# Work required
Reproduce the Durham County school board article below word for word, in full.

# Document excerpt
╔══

Last month, the Durham-based partisan science data firm EQV Analytics published a report entitled “Can the GOP Take Over Blue Durham County’s Board of Education? (They’re Betting On It).”

Days later, INDY staffers began receiving emails expressing alarm about what’s being referred to as the “Better Board, Better Schools, Better Futures” (BBBS) slate of school board candidates.

Meghan Lyon wrote in an email that she and her husband reached out to District 3 school board candidate Gayathri Rajaraman to learn more about her platform.

“Her answers alarm me,” Lyon says.

Lyon and her husband aren’t the only Durham residents alarmed at the prospect of the BBBS’s so-called stealth slate capturing seats on the county school board.

“I worry that many Durham residents may think we are immune to these extreme conservative challenges to our school board since we are used to being in our blue Durham bubble,” wrote Rebecca Bramlett in an email. “But it’s not the case, and I hope people are paying attention.”

Not one of Durham’s three most influential political action committees has endorsed any of the five GOP candidates who are running for seats on the county school board, including the nonpartisan Friends of Durham (FOD) PAC.

“We interviewed all of the [BBBS] candidates and chose not to endorse them,” Durham attorney and FOD PAC cochair Patrick Byker told the INDY this week.

╚══

# Dataset rows
╔══

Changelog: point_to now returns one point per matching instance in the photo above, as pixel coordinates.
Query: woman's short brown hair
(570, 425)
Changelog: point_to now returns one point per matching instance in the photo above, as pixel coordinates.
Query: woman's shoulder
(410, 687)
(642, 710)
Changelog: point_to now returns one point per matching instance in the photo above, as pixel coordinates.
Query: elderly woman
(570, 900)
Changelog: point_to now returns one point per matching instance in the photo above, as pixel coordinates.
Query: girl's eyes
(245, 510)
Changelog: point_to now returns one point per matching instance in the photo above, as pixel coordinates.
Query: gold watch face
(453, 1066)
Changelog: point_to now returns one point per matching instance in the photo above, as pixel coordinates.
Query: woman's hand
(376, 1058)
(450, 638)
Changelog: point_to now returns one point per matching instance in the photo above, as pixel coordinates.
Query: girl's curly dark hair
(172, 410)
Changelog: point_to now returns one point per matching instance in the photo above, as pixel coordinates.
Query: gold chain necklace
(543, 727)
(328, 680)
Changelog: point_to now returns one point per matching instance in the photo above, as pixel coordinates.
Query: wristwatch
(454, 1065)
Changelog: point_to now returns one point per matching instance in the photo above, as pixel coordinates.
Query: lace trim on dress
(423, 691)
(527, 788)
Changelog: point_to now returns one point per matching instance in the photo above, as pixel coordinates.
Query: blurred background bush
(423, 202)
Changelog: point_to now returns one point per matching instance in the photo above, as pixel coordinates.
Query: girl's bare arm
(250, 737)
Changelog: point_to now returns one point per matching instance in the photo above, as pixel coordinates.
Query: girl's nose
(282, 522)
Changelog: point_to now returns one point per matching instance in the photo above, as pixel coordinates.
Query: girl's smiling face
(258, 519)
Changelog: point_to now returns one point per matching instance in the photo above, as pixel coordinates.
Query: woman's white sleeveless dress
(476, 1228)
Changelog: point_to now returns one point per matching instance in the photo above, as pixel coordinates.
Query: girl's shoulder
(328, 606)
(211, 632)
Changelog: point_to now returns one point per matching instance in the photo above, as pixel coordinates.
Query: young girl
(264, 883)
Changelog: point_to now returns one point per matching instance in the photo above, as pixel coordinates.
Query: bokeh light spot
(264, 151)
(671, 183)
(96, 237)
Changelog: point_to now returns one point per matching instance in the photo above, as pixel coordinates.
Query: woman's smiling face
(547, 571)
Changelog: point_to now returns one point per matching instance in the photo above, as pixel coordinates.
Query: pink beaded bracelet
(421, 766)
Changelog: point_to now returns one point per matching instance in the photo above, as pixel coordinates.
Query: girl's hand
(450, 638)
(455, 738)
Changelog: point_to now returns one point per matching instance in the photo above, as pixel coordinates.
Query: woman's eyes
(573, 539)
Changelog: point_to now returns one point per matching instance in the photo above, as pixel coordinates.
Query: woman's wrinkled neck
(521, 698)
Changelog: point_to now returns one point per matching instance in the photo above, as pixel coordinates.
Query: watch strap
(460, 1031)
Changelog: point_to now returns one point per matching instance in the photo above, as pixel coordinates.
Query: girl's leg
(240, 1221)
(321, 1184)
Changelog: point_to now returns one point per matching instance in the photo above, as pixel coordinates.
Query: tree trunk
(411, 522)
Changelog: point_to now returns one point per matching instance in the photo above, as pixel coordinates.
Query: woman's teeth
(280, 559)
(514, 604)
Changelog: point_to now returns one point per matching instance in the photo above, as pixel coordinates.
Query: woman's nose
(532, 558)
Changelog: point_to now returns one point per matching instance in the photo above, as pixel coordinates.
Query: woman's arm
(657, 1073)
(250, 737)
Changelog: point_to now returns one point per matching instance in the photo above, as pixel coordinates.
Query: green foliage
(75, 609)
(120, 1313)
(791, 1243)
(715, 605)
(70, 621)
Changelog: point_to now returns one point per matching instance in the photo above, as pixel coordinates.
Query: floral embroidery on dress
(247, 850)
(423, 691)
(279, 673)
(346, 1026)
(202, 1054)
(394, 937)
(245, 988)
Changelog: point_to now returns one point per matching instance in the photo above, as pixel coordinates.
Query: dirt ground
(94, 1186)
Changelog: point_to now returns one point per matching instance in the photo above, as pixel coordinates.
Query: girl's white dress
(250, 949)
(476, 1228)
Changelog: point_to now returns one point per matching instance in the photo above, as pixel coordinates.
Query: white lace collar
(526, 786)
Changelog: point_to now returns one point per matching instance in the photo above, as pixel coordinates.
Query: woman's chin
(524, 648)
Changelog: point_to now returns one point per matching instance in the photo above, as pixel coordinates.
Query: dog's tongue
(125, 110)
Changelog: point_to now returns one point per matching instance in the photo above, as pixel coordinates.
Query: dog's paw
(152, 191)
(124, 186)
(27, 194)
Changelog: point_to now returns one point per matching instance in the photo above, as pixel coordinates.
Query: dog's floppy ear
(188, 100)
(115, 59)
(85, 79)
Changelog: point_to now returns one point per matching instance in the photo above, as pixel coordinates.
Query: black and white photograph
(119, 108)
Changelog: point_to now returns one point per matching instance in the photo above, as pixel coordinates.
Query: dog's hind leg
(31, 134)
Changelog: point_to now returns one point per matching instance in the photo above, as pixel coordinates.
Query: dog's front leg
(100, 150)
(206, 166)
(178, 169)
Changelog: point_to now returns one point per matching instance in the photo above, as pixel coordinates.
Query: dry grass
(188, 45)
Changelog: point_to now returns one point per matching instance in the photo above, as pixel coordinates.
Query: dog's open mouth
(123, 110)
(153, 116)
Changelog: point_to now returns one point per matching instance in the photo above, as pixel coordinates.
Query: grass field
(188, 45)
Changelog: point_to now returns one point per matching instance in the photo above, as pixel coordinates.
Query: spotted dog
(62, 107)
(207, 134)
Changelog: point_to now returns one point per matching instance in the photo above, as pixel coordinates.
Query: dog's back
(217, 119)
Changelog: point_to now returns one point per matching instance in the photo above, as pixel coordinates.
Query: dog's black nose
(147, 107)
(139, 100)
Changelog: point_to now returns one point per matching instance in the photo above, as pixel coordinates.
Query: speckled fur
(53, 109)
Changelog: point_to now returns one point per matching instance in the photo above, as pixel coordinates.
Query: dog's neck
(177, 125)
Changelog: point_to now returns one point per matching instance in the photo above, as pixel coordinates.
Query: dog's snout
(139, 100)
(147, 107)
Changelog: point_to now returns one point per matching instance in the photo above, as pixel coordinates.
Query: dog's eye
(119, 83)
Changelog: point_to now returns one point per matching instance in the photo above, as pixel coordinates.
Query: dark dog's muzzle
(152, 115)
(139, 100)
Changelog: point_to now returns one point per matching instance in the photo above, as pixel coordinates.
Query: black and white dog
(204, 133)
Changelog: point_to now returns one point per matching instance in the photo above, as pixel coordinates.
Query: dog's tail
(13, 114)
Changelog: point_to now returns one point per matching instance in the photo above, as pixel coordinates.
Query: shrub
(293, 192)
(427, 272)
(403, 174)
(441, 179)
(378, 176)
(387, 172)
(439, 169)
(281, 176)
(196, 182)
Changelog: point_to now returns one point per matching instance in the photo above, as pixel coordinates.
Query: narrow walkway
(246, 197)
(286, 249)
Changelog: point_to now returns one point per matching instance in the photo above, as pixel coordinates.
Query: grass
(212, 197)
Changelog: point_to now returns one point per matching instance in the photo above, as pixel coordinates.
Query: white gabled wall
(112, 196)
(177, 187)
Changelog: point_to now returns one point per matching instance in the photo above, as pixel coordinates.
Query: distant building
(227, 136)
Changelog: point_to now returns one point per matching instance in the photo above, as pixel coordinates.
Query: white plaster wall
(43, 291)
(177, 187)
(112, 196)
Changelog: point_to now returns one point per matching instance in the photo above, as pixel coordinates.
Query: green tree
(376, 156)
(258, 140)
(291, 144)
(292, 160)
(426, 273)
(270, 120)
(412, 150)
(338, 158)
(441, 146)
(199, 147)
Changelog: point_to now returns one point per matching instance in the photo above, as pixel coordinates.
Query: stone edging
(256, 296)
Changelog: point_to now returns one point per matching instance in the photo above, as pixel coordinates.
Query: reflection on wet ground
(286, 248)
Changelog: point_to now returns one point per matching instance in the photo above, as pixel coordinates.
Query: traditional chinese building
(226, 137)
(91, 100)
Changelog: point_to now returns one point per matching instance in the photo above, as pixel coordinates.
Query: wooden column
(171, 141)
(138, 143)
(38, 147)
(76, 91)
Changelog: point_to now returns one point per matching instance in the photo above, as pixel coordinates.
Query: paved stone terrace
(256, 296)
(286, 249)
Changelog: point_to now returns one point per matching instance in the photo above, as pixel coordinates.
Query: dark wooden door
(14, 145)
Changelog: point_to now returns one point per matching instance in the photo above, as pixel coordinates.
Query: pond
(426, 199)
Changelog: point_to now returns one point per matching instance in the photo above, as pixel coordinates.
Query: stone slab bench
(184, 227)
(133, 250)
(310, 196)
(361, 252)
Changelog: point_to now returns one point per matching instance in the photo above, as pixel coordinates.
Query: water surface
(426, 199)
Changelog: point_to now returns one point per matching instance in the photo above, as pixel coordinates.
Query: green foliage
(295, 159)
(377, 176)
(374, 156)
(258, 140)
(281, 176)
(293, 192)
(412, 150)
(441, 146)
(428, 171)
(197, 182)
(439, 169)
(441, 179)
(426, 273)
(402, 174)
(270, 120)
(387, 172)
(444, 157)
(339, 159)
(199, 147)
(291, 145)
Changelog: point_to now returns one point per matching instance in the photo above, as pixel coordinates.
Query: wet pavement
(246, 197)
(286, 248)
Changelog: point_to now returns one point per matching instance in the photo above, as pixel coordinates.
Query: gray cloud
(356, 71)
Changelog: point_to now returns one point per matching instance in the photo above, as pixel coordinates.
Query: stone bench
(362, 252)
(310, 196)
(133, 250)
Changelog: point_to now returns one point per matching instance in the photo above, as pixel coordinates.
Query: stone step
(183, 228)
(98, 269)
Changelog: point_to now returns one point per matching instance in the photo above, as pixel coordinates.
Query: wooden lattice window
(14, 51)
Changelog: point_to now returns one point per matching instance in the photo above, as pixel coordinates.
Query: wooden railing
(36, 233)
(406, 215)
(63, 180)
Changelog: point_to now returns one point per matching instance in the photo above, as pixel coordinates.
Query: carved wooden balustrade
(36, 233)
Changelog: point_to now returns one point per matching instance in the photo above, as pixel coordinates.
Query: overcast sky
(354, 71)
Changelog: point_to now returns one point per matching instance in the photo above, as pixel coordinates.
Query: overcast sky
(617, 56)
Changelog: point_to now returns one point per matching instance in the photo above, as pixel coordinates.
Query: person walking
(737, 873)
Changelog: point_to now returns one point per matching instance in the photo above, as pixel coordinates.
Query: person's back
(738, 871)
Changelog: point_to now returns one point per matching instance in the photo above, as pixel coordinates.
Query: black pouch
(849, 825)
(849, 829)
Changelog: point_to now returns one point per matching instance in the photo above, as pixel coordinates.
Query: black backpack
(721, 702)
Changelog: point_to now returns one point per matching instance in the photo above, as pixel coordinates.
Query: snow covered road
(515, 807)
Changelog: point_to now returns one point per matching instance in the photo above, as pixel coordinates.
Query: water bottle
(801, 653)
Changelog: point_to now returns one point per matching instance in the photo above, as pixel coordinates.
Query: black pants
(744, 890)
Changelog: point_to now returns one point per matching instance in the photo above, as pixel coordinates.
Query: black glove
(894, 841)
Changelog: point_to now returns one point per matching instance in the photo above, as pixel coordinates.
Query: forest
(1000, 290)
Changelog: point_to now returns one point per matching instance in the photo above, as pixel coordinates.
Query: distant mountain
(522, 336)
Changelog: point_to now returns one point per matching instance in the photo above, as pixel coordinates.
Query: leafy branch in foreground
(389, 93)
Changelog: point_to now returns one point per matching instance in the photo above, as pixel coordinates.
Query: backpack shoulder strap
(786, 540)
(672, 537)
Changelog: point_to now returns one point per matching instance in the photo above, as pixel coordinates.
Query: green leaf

╚══

# Response for this exercise
Last month, the Durham-based partisan science data firm EQV Analytics published a report entitled “Can the GOP Take Over Blue Durham County’s Board of Education? (They’re Betting On It).”

Days later, INDY staffers began receiving emails expressing alarm about what’s being referred to as the “Better Board, Better Schools, Better Futures” (BBBS) slate of school board candidates.

Meghan Lyon wrote in an email that she and her husband reached out to District 3 school board candidate Gayathri Rajaraman to learn more about her platform.

“Her answers alarm me,” Lyon says.

Lyon and her husband aren’t the only Durham residents alarmed at the prospect of the BBBS’s so-called stealth slate capturing seats on the county school board.

“I worry that many Durham residents may think we are immune to these extreme conservative challenges to our school board since we are used to being in our blue Durham bubble,” wrote Rebecca Bramlett in an email. “But it’s not the case, and I hope people are paying attention.”

Not one of Durham’s three most influential political action committees has endorsed any of the five GOP candidates who are running for seats on the county school board, including the nonpartisan Friends of Durham (FOD) PAC.

“We interviewed all of the [BBBS] candidates and chose not to endorse them,” Durham attorney and FOD PAC cochair Patrick Byker told the INDY this week.